> [Written instruction 1]:
According to the book announcement, on what date was Tyler Kobe Nichols killed?

> [Provided passage]:
┄┄┄┄┄┄

Books

Long Live King Kobe: Following the Murder of Tyler Nichols Set for May 10 Release

“This engrossing book reminds us how often such stories are ignored or overlooked. A loss so inexplicable might be forgotten by all but those who knew Tyler Kobe Nichols without these images and testimonies. The empty living rooms, barber’s chairs and neighborhood corners are filled with his presence. He is alive in the lives he touched. He is alive in us. I keep thinking about the condolence card from his mother’s co-workers. We people who did not know him have a chance to know him here. Our sympathies become commemorations; our prayers become praise songs. We are given the gift of witness.” —Terrance Hayes, Poet

Long Live King Kobe: Following the Murder of Tyler Nichols
Powerful Book of Portrait Photography Documenting One Family’s Grief and Loss from Senseless Street Violence

Set for May 10, 2022 Release
Authored by Spencer Ostrander, Paul Auster, and Sherma Chambers

Newly created Long Live King Kobe Foundation aims to prevent street violence through compassionate and peaceful community events.

LONG LIVE KING KOBE: FOLLOWING THE MURDER OF TYLER NICHOLS
Book Jacket

MARCH 15, 2022 (Brooklyn, NY) — On December 23, 2020, twenty-one-year-old Tyler Kobe Nichols was randomly murdered in a knife attack after getting a haircut just blocks away from his family’s Brooklyn home. “It was a weird and senseless crime,” renowned writer/author Paul Auster writes. “A sudden, unprovoked burst of violence, on a tranquil street in a tranquil Brooklyn neighborhood on the eve of Christmas Eve.” Like so many acts of violence in America, Tyler’s murder went practically unnoticed, eliciting just two paragraphs in the Daily News—and that was it. But it altered his family forever.

Photographer Spencer Ostrander was documenting the locations of mass shootings for a book he was working on with Paul Auster when he visited a funeral home and learned about Tyler’s murder. Though Tyler wasn’t killed with a gun, his mother, Sherma Chambers, and Ostrander connected immediately. In collaboration with the Nichols-Chambers family, they forged a new project. Chambers invited Ostrander to document Tyler’s murder and the void it had created in his family. Over the next several months, Ostrander conducted interviews with each member of Tyler’s household and his closest friends. In the natural light of those settings, he assembled a collection of photographic portraits of each person involved in the story.

┄┄┄┄┄┄

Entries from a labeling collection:
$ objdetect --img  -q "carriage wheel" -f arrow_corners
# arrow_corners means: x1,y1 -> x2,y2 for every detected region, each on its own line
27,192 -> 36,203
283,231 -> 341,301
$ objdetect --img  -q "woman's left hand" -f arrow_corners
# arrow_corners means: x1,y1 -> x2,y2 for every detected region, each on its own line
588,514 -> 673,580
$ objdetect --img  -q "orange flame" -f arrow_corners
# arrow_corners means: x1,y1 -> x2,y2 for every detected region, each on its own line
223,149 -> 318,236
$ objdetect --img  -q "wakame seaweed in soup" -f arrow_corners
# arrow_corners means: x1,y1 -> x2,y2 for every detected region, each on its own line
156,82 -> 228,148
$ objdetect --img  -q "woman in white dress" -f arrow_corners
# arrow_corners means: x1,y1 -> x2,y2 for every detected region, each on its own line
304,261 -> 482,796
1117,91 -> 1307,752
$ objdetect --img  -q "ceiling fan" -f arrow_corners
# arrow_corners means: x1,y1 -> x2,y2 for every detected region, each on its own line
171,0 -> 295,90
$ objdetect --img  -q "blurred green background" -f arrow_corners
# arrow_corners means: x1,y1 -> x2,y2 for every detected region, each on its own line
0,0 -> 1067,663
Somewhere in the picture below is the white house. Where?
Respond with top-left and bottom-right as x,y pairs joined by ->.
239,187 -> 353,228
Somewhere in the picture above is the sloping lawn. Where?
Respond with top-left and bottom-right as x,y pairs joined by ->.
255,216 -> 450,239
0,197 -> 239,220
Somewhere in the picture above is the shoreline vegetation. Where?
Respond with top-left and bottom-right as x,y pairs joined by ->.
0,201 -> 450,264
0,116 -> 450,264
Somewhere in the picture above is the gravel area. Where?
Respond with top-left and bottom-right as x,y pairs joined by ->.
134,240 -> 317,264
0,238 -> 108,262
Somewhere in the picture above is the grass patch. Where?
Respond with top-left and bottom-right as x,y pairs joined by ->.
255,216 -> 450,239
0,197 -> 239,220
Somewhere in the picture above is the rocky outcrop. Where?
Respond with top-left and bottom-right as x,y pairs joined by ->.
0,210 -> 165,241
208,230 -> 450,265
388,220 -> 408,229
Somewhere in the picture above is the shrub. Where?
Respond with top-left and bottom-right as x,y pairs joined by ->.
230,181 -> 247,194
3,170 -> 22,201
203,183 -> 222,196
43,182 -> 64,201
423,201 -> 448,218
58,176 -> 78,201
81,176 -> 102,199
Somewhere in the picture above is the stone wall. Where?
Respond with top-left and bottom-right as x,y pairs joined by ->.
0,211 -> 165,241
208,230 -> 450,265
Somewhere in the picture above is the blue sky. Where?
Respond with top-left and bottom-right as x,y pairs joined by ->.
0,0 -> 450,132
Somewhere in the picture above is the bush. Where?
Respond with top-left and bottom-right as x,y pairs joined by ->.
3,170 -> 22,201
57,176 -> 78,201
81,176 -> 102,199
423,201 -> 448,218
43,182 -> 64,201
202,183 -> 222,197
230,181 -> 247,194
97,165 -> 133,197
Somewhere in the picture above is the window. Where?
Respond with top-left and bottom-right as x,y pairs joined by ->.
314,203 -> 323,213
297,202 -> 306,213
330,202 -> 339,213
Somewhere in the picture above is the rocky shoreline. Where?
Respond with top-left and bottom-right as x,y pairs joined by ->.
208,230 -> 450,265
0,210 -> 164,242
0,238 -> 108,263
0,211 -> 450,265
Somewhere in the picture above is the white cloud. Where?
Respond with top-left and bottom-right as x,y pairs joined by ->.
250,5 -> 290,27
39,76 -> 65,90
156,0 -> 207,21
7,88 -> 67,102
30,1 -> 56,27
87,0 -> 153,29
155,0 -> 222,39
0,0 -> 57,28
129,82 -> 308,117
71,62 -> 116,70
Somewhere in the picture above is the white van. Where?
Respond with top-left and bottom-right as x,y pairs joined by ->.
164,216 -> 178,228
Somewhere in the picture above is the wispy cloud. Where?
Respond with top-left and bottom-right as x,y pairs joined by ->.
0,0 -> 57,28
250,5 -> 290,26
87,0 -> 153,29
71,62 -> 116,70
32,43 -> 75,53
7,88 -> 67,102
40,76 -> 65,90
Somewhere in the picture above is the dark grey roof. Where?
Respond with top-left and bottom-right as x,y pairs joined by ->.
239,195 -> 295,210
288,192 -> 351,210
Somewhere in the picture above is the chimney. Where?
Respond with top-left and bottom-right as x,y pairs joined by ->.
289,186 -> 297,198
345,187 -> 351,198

┄┄┄┄┄┄

> [Written instruction 2]:
Rewrite the entries from the line containing "Somewhere in the picture above is the wispy" through the final line of the entries, changing "chimney" to "smokestack" and keeping everything else identical.

> [Reply 1]:
December 23, 2020

> [Reply 2]:
Somewhere in the picture above is the wispy cloud. Where?
Respond with top-left and bottom-right as x,y pairs joined by ->.
0,0 -> 57,28
250,5 -> 290,26
87,0 -> 153,29
71,62 -> 116,70
32,43 -> 75,53
7,88 -> 67,102
40,76 -> 65,90
Somewhere in the picture above is the dark grey roof. Where?
Respond with top-left and bottom-right as x,y pairs joined by ->.
239,195 -> 295,210
288,192 -> 351,210
Somewhere in the picture above is the smokestack. Where?
Respond with top-left and bottom-right as x,y pairs joined by ->.
289,186 -> 297,198
345,187 -> 351,198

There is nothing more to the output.